What the task asks -
Retype the records in full, and please keep the pictures out of the copy.

[[ Materials provided, beginning ]]

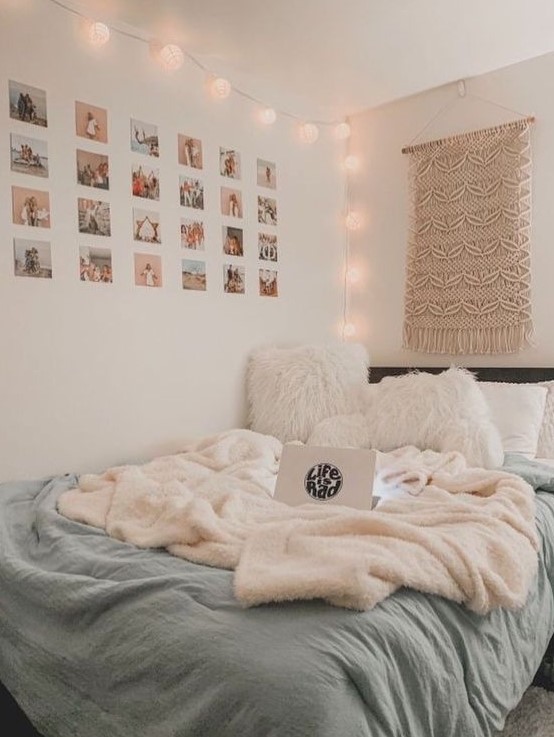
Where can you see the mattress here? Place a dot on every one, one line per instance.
(99, 637)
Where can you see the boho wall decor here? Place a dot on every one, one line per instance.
(468, 263)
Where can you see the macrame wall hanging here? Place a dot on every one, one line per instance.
(468, 264)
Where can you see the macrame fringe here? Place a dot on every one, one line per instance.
(460, 341)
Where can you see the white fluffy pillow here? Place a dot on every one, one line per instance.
(290, 390)
(442, 412)
(517, 411)
(545, 447)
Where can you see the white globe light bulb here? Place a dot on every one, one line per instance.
(353, 221)
(268, 116)
(309, 133)
(98, 34)
(343, 131)
(221, 88)
(172, 57)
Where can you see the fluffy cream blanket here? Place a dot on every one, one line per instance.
(468, 536)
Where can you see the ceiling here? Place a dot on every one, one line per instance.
(330, 58)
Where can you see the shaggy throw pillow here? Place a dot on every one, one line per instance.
(290, 390)
(441, 412)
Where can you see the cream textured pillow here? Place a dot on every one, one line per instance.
(290, 390)
(517, 411)
(442, 412)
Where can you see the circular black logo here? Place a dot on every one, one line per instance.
(323, 482)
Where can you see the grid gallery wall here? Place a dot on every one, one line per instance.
(149, 237)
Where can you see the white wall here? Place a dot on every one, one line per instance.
(92, 375)
(379, 190)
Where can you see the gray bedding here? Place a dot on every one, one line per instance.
(100, 638)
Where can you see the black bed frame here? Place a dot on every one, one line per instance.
(512, 374)
(20, 726)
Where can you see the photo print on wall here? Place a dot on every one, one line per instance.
(27, 104)
(231, 202)
(94, 217)
(146, 226)
(31, 207)
(267, 247)
(194, 275)
(192, 234)
(148, 270)
(229, 163)
(28, 155)
(144, 138)
(233, 241)
(32, 258)
(233, 278)
(190, 151)
(95, 264)
(267, 176)
(267, 210)
(93, 170)
(145, 182)
(268, 283)
(91, 122)
(191, 193)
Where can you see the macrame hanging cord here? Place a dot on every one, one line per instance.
(468, 266)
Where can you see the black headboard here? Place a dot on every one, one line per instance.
(516, 375)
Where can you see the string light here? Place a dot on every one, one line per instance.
(98, 33)
(172, 57)
(309, 132)
(353, 221)
(343, 131)
(268, 116)
(351, 163)
(221, 88)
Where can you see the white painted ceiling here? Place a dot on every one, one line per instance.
(330, 58)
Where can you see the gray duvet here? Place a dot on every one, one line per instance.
(98, 638)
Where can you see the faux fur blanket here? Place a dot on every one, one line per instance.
(468, 536)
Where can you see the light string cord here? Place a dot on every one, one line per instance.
(194, 60)
(346, 196)
(452, 102)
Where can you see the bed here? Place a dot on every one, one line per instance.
(99, 637)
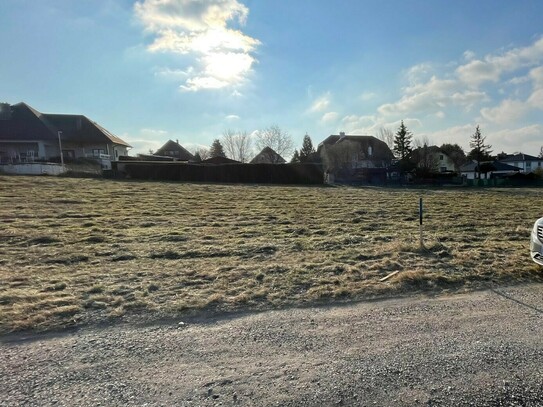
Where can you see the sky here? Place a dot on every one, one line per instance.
(188, 70)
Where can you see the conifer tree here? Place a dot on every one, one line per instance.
(480, 150)
(216, 149)
(402, 142)
(306, 150)
(295, 157)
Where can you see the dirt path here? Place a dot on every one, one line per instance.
(480, 349)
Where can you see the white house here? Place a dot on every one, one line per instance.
(27, 135)
(526, 163)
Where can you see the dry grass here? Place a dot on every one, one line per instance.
(76, 251)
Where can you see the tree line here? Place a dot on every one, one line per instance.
(242, 146)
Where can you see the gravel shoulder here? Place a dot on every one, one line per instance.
(483, 348)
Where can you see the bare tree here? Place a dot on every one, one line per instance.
(202, 152)
(237, 145)
(386, 135)
(276, 139)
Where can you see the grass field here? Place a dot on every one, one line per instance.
(77, 251)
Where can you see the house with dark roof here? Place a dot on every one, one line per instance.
(268, 156)
(488, 169)
(175, 150)
(432, 159)
(27, 135)
(526, 163)
(351, 157)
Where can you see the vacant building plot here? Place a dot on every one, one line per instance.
(77, 251)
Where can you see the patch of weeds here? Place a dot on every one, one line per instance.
(43, 240)
(152, 287)
(57, 286)
(123, 257)
(277, 269)
(122, 290)
(96, 289)
(94, 304)
(95, 239)
(79, 258)
(169, 255)
(174, 238)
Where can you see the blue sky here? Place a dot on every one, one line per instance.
(153, 70)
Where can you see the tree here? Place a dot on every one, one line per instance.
(424, 158)
(216, 149)
(402, 142)
(295, 157)
(237, 145)
(307, 149)
(455, 153)
(480, 151)
(276, 139)
(387, 136)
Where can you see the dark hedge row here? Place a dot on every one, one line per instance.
(227, 173)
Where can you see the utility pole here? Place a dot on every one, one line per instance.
(60, 147)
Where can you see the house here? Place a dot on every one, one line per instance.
(27, 135)
(268, 156)
(526, 163)
(219, 160)
(488, 170)
(175, 150)
(432, 159)
(345, 156)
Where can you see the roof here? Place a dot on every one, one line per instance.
(26, 123)
(268, 156)
(219, 160)
(380, 147)
(183, 153)
(520, 157)
(496, 166)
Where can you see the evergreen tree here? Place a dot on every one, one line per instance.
(402, 142)
(295, 157)
(216, 149)
(307, 149)
(480, 151)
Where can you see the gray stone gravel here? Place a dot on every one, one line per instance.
(478, 349)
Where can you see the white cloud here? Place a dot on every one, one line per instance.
(492, 67)
(329, 117)
(153, 132)
(529, 137)
(320, 104)
(469, 55)
(508, 111)
(200, 28)
(367, 96)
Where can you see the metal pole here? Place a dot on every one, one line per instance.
(420, 222)
(60, 147)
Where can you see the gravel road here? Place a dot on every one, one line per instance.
(477, 349)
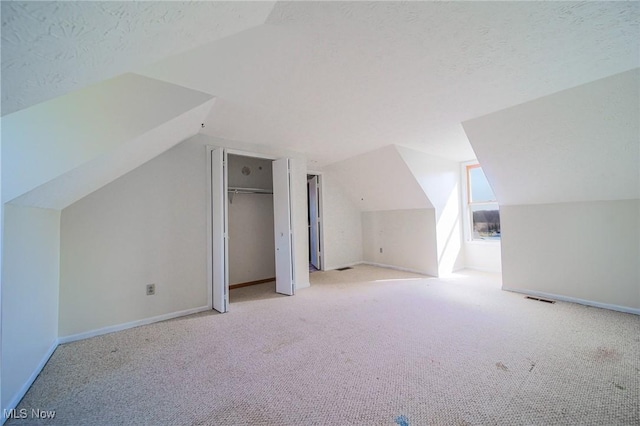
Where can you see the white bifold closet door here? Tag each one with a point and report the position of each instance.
(282, 229)
(220, 226)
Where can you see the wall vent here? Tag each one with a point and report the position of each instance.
(540, 299)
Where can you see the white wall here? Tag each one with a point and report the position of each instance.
(581, 144)
(585, 250)
(440, 180)
(298, 197)
(342, 225)
(30, 277)
(61, 135)
(149, 226)
(251, 238)
(483, 256)
(405, 237)
(565, 171)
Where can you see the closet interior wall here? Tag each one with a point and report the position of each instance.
(251, 226)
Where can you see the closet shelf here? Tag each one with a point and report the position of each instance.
(237, 190)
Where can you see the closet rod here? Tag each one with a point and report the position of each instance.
(237, 190)
(234, 190)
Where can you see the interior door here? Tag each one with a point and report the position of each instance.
(314, 221)
(282, 226)
(220, 249)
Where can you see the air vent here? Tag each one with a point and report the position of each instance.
(539, 299)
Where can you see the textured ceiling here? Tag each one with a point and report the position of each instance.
(329, 79)
(52, 48)
(338, 79)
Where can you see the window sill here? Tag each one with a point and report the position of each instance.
(484, 242)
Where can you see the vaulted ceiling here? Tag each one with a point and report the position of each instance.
(330, 79)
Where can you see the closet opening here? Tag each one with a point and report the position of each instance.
(314, 220)
(259, 246)
(251, 228)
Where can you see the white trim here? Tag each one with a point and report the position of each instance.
(473, 268)
(128, 325)
(569, 299)
(397, 268)
(320, 214)
(23, 390)
(209, 149)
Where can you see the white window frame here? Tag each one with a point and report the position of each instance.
(466, 194)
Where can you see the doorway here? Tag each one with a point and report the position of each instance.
(315, 225)
(261, 224)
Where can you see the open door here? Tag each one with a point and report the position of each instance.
(220, 249)
(314, 222)
(282, 221)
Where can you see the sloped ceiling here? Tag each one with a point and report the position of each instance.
(336, 79)
(329, 79)
(52, 48)
(60, 150)
(581, 144)
(380, 180)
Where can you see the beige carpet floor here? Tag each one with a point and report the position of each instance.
(366, 346)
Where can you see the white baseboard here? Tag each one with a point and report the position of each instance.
(120, 327)
(397, 268)
(346, 265)
(473, 268)
(25, 387)
(561, 298)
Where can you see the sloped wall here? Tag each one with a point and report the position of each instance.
(30, 276)
(79, 142)
(395, 214)
(342, 224)
(565, 169)
(440, 180)
(148, 226)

[[ Materials provided, end ]]

Exercise result -
Where can you see the mattress here? Place a dot on every one, one line per instance.
(99, 637)
Where can you see the boho wall decor here? Place a dot on every one, one line per instance.
(468, 263)
Where can you see the macrame wall hanging here? Place a dot on every one, one line per instance.
(468, 264)
Where can you see the macrame fringe here? Place a dot on every one, one line per instance.
(460, 341)
Where can you see the white fluffy pillow here? Place a dot on every one, one line per instance.
(290, 390)
(442, 412)
(517, 411)
(545, 447)
Where can you see the white globe light bulb here? Place a dot on every one, one line per instance.
(353, 221)
(268, 116)
(309, 133)
(98, 34)
(343, 131)
(221, 88)
(172, 57)
Where can you see the fluffy cream blanket here? Place a dot on every one, one line per instance.
(468, 536)
Where can you see the ceiling here? Place a dot on every one, one line per instance.
(330, 58)
Where can you see the shaggy throw pillow here? Place a dot on every one, one line per instance.
(290, 390)
(441, 412)
Where can you see the cream textured pillow here? Place a dot on every one, one line per instance.
(290, 390)
(517, 411)
(442, 412)
Where can you see the circular black logo here? Place a dot on every one, one line per instance.
(323, 482)
Where can you see the grid gallery wall here? Place a dot on every one, one line per instance.
(149, 237)
Where can you see the white wall here? Place a dot on every one, one line per instance.
(92, 375)
(379, 190)
Where can you see the gray bedding here? Place a dot on every one, one line per instance.
(100, 638)
Where can you see the black bed frame here? Place a dot on every one, one line per instance.
(512, 374)
(20, 726)
Where can you see the photo print on wall here? Place a dot on every one, one line per instance.
(27, 104)
(231, 202)
(94, 217)
(146, 226)
(31, 207)
(267, 247)
(194, 275)
(192, 234)
(148, 270)
(229, 163)
(28, 155)
(144, 138)
(233, 241)
(32, 258)
(233, 278)
(190, 151)
(95, 264)
(267, 176)
(267, 210)
(93, 170)
(145, 182)
(268, 283)
(91, 122)
(191, 193)
Where can you see the macrame hanging cord here? Place a dot on every one, one line per instance.
(468, 266)
Where can you see the black headboard here? Place a dot on every one, one line per instance.
(516, 375)
Where can you see the string light here? Place a dot on every one, one line per instance.
(98, 33)
(172, 57)
(309, 132)
(353, 221)
(343, 131)
(268, 116)
(351, 163)
(221, 88)
Where can you see the white painted ceiling here? Place a dot on every one, one line per instance.
(330, 58)
Where can you see the gray duvet here? Place a dot on every one, one line per instance.
(98, 638)
Where can you see the faux fur blanket here? Place a dot on every one, one line per instance.
(468, 536)
Where can you see the light string cord here? Place a dot on every one, one line per instance.
(194, 60)
(346, 196)
(452, 102)
Where can you see the bed here? Place a dot on every one, one line per instance.
(99, 637)
Where can you see the sky here? Place a dot on every one, one line per instance.
(188, 70)
Where can you see the conifer tree here? Place a dot on every one, one line per instance.
(480, 150)
(216, 149)
(402, 142)
(306, 150)
(295, 157)
Where can you see the dirt path here? Place a dot on every one, one line per instance.
(480, 349)
Where can you see the white house here? Place a dot on every one, one line per instance.
(27, 135)
(526, 163)
Where can you see the dry grass here? Place a dot on every one, one line per instance.
(76, 251)
Where can you see the tree line here? Place a dot on every one, one line per instance.
(242, 146)
Where can you see the gravel shoulder here? Place a dot on every one, one line per instance.
(483, 348)
Where can you see the bare tree here? Place a dot on every one, one line per instance.
(202, 152)
(237, 145)
(386, 135)
(276, 139)
Where can you see the grass field here? Place a dot on every one, one line per instance.
(77, 251)
Where can you see the house with dark roof here? Place a dot on every one, one line per instance.
(268, 156)
(488, 169)
(175, 150)
(432, 159)
(27, 135)
(526, 163)
(351, 157)
Where can you see the vacant building plot here? Place a dot on every one, one line per instance.
(77, 251)
Where can you see the patch of weeds here? Place a dot on every one, one line per instance.
(43, 240)
(152, 287)
(57, 286)
(123, 257)
(277, 269)
(122, 290)
(96, 289)
(94, 304)
(95, 239)
(79, 258)
(169, 255)
(174, 238)
Where can you see the blue sky here? Place a dot on every one, one line per instance.
(153, 70)
Where can you see the tree here? Place a dot on every one, one line per instance.
(424, 158)
(216, 149)
(402, 142)
(295, 157)
(237, 145)
(307, 149)
(455, 153)
(480, 151)
(276, 139)
(387, 136)
Where can you see the dark hedge row here? Place a dot on every one, one line per instance.
(227, 173)
Where can you see the utility pole here? Place a dot on every one, one line per instance.
(60, 147)
Where can you see the house here? Place a dot on every one, one line per instance.
(27, 135)
(268, 156)
(526, 163)
(219, 160)
(488, 170)
(175, 150)
(432, 159)
(345, 156)
Where can you see the roof here? Place a dot on every one, one line per instance.
(26, 123)
(268, 156)
(219, 160)
(380, 147)
(183, 153)
(520, 157)
(496, 166)
Where can you see the evergreen tree here? Place a dot on every one, one line per instance.
(402, 142)
(295, 157)
(216, 149)
(307, 149)
(480, 151)
Where can you see the gray stone gravel here? Place a dot on every one, one line per instance.
(478, 349)
Where can you see the white cloud here? Place a dot on every one, one line per instance.
(492, 67)
(329, 117)
(153, 132)
(529, 137)
(320, 104)
(469, 55)
(508, 111)
(200, 28)
(367, 96)
Where can you see the metal pole here? Place a dot on every one, one line per instance.
(420, 222)
(60, 147)
Where can you see the gravel road here? Place a dot on every one, one line per instance.
(477, 349)
Where can you see the white bifold closet door here? Tag each one with a point and report the position of each instance.
(282, 229)
(220, 226)
Where can you see the wall vent here? Tag each one with a point and report the position of each instance.
(540, 299)
Where can you see the white wall here? Tag each one with a point and report the position of each instance.
(581, 144)
(585, 250)
(440, 180)
(298, 197)
(342, 225)
(30, 277)
(61, 135)
(149, 226)
(251, 238)
(483, 256)
(405, 237)
(565, 171)
Where can you see the closet interior wall here? Tag each one with a point and report the position of each instance.
(251, 226)
Where can you see the closet shelf here? Tag each one with a point and report the position of each instance.
(237, 190)
Where can you see the closet rod here? Tag each one with a point and report the position of each instance.
(237, 190)
(234, 190)
Where can you see the interior door here? Tag each one with a point and report the position of each instance.
(314, 221)
(282, 226)
(220, 249)
Where can you see the air vent here? Tag each one with a point and report the position of each instance.
(539, 299)
Where can you see the textured ceiling here? Tag each one with a point and report the position of each instance.
(329, 79)
(52, 48)
(338, 79)
Where can you see the window sill here? Tag each one with a point and report the position of each instance.
(484, 242)
Where can you see the vaulted ceiling here? Tag each one with a point and report the position of each instance.
(330, 79)
Where can you see the closet opening here? Tag each one with a point and report the position of each instance.
(314, 220)
(259, 246)
(251, 228)
Where can you see the white trim here? Tag each one with a point and report the position of each instance.
(473, 268)
(128, 325)
(569, 299)
(397, 268)
(320, 214)
(23, 390)
(209, 149)
Where can you see the white window frame here? Tag each one with a point and report the position of each instance.
(466, 194)
Where can you see the doorway here? Tag each one with a point and report the position of each instance.
(315, 225)
(261, 224)
Where can you see the open door here? Tag each one with a point and report the position of each instance.
(220, 249)
(314, 222)
(282, 221)
Where can you see the sloped ceiling here? Tag each one with a point and report the position of each instance.
(336, 79)
(329, 79)
(52, 48)
(60, 150)
(581, 144)
(380, 180)
Where can you see the beige carpet floor here? Tag each one with a point and report the position of each instance.
(366, 346)
Where can you see the white baseboard here? Tag each one with a point and report the position of each instance.
(120, 327)
(397, 268)
(346, 265)
(473, 268)
(25, 387)
(561, 298)
Where can you see the sloped wall here? Tag each one with a point and report the position of each instance.
(30, 276)
(79, 142)
(395, 214)
(342, 224)
(565, 169)
(440, 180)
(148, 226)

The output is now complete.